Airport in Monroe County, Wisconsin

Bloyer Field is a city owned public use airport located one nautical mile (2 km) east of the central business district of Tomah, a city in Monroe County, Wisconsin, United States. It provides general aviation services.

== History ==
First known as Tomah Army Airfield Technical School, it was activated on November 30, 1942 to conduct technical training for the United States Army Air Forces. 1000 Technical School Squadron (Special) provided technical training including radio interception techniques, radio maintenance and operations to personnel. It functioned as a sub-base of Radio school at Truax Army Airfield at Madison, itself part of Central (later Eastern) Technical Training Command. The school was inactivated on April 1, 1944. The facility was transferred to Air Technical Service Command on April 30, 1944. It was transferred as inactive to the US Army Corps of Engineers on April 1, 1946 for disposition.

○ ○ ○ ○

** Set tasks **
(1) Reproduce the passage of the Bloyer Field text from "Airport in Monroe" up to and including "general aviation services.".
(2) Pick up the text on Bloyer Field after its final sentence and extend it further.

** Data provided **
○ ○ ○ ○

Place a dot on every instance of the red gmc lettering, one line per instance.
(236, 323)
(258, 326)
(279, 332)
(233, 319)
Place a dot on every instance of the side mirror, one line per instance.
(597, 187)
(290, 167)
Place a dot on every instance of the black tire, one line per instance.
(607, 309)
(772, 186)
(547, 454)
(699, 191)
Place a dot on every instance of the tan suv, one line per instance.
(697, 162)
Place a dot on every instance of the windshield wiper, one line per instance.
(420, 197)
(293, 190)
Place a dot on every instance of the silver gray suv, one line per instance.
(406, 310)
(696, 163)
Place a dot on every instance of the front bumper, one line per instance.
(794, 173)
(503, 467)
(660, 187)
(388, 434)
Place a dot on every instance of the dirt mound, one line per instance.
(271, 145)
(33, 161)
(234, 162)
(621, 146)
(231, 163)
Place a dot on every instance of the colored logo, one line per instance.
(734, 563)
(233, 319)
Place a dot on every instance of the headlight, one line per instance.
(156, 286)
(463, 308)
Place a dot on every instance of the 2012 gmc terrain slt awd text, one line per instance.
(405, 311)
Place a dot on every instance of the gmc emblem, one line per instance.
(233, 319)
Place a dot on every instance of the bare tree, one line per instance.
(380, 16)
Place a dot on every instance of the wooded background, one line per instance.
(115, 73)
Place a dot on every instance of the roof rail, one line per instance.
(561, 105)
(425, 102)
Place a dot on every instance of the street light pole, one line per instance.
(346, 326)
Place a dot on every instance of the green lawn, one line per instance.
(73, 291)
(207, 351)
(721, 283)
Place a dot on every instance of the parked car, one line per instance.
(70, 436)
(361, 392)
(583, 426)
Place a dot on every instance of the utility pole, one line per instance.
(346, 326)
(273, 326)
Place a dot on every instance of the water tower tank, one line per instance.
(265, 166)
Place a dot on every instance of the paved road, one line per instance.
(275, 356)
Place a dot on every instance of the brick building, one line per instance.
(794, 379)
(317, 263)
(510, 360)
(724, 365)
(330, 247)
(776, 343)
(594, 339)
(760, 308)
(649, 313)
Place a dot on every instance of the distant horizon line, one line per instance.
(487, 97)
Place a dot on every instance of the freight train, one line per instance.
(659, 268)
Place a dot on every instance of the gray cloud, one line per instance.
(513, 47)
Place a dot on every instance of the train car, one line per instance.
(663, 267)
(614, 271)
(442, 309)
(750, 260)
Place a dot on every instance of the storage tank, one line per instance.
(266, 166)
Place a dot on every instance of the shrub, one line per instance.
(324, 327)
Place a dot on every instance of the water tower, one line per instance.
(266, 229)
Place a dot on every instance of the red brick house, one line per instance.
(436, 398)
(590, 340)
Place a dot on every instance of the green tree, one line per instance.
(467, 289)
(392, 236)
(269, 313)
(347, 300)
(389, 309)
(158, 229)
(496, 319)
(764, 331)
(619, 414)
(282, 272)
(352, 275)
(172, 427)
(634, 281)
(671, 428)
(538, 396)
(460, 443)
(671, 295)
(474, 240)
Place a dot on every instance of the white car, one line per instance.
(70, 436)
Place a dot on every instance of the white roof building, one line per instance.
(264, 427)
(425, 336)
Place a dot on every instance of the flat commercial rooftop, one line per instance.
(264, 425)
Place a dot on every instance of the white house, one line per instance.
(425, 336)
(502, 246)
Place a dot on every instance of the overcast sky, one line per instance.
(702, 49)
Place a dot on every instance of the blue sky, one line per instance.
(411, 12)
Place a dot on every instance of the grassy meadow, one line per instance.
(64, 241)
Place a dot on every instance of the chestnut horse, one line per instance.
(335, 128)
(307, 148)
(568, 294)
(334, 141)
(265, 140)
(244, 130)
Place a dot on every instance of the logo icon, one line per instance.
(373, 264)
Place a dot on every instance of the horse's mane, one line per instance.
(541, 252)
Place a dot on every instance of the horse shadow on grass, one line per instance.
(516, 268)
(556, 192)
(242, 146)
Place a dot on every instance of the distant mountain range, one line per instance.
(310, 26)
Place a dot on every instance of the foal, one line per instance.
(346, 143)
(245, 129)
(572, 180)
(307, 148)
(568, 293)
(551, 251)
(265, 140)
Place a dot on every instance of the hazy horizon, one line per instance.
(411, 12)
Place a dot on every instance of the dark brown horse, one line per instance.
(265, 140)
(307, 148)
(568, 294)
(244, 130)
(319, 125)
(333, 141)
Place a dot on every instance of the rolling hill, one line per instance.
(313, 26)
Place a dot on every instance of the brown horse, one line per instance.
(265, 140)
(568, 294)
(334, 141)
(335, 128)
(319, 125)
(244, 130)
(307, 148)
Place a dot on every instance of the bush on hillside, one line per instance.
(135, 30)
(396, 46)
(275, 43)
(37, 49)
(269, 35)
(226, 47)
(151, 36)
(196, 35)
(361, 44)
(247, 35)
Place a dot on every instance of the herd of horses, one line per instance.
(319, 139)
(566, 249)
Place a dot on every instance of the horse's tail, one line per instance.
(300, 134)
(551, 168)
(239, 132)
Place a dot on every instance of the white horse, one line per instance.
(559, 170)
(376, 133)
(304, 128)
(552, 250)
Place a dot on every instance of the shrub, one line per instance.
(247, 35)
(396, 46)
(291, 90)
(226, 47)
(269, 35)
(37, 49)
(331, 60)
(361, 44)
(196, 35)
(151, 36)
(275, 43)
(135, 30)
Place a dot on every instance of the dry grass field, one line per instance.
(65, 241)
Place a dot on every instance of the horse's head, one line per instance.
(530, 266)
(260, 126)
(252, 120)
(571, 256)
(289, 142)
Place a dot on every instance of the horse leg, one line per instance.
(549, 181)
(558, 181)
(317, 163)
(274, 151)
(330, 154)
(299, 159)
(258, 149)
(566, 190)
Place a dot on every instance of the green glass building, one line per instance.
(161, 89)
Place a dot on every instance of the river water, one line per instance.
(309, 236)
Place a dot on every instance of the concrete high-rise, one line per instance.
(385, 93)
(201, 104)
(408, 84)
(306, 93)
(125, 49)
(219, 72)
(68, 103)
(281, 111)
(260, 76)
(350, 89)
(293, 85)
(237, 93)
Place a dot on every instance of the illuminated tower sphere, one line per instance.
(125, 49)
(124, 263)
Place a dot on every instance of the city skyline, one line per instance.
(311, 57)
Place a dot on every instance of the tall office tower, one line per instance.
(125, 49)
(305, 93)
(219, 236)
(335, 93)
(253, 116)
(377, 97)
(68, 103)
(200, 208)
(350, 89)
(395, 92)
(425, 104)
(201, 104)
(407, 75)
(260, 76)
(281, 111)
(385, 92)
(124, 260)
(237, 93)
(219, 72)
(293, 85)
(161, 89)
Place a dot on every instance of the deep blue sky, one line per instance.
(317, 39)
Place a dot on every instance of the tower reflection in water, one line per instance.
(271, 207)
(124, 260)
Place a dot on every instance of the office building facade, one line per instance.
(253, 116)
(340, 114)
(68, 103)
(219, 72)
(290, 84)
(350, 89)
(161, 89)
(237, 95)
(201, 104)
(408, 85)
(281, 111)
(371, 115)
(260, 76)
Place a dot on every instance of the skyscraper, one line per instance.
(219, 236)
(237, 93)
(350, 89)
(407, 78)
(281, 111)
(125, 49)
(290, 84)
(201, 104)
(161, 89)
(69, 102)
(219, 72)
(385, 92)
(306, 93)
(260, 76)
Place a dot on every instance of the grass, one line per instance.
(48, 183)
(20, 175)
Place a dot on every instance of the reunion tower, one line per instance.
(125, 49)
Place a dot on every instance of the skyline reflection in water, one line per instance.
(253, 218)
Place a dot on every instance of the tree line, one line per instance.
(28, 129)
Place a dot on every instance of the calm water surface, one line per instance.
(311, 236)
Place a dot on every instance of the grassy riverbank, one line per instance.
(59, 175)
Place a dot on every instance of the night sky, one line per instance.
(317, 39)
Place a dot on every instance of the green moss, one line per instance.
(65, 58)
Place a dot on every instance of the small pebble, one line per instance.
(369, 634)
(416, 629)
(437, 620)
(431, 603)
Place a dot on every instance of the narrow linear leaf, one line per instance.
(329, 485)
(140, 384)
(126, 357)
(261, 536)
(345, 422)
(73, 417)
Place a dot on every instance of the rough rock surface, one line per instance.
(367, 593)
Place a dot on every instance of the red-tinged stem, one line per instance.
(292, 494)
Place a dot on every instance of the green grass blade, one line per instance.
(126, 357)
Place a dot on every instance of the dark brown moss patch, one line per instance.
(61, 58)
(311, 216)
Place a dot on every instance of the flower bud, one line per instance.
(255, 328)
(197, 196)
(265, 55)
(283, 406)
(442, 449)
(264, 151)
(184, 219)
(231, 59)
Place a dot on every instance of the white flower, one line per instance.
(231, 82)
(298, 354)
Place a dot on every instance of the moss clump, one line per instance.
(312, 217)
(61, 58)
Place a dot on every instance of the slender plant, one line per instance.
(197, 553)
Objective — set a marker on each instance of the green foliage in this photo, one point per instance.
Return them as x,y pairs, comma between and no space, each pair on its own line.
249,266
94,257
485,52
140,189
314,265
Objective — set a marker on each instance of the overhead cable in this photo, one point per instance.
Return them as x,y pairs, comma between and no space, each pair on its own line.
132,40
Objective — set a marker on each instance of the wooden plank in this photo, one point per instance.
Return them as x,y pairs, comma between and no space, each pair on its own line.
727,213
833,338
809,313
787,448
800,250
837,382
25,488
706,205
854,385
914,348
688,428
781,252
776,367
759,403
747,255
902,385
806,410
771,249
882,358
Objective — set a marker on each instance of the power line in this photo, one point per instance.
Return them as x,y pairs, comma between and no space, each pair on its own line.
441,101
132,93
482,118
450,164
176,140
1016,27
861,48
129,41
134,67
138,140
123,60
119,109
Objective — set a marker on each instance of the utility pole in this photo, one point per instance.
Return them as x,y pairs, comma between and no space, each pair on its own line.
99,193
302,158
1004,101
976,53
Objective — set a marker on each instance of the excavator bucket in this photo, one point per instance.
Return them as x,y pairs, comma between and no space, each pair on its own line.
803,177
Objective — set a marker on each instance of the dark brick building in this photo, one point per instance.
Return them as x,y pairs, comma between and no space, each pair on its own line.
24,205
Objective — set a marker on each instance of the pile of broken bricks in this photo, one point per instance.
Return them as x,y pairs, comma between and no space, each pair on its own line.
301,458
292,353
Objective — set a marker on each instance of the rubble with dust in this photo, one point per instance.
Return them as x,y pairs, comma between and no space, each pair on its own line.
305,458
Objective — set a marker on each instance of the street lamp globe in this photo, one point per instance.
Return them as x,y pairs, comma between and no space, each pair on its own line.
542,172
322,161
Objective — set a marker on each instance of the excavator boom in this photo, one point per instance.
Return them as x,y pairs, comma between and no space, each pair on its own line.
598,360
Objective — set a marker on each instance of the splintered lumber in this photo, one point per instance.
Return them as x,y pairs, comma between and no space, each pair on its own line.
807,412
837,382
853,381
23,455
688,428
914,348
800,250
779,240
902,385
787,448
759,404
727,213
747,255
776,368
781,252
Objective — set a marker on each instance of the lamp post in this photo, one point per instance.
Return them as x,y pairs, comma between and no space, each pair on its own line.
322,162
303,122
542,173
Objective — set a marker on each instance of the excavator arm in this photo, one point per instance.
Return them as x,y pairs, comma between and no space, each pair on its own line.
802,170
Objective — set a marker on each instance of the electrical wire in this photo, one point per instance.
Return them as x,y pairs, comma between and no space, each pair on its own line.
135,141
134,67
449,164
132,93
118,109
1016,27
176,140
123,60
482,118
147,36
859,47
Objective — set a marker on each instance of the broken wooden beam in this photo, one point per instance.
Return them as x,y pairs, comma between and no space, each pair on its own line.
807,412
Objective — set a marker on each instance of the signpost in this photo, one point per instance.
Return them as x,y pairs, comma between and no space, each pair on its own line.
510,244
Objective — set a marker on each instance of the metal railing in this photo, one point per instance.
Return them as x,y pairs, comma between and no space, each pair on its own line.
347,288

○ ○ ○ ○

** Answers to the tasks **
(1)
Airport in Monroe County, Wisconsin

Bloyer Field is a city owned public use airport located one nautical mile (2 km) east of the central business district of Tomah, a city in Monroe County, Wisconsin, United States. It provides general aviation services.

(2)
The airfield was turned over to civil control though the War Assets Administration (WAA).

== Facilities and aircraft ==
Bloyer Field covers an area of 160 acres (65 ha) at an elevation of 966 feet (294 m) above mean sea level. It has one runway designated 7/25 with an asphalt surface measuring 3,900 by 75 feet (1,189 x 23 m).

For the 12-month period ending June 22, 2022, the airport had 3,575 aircraft operations, an average of 10 per day: 98% general aviation, 1% military and less than 1% air taxi.

In July 2024, there were 7 aircraft based at this airport: 5 single-engine, 1 multi-engine and 1 ultralight.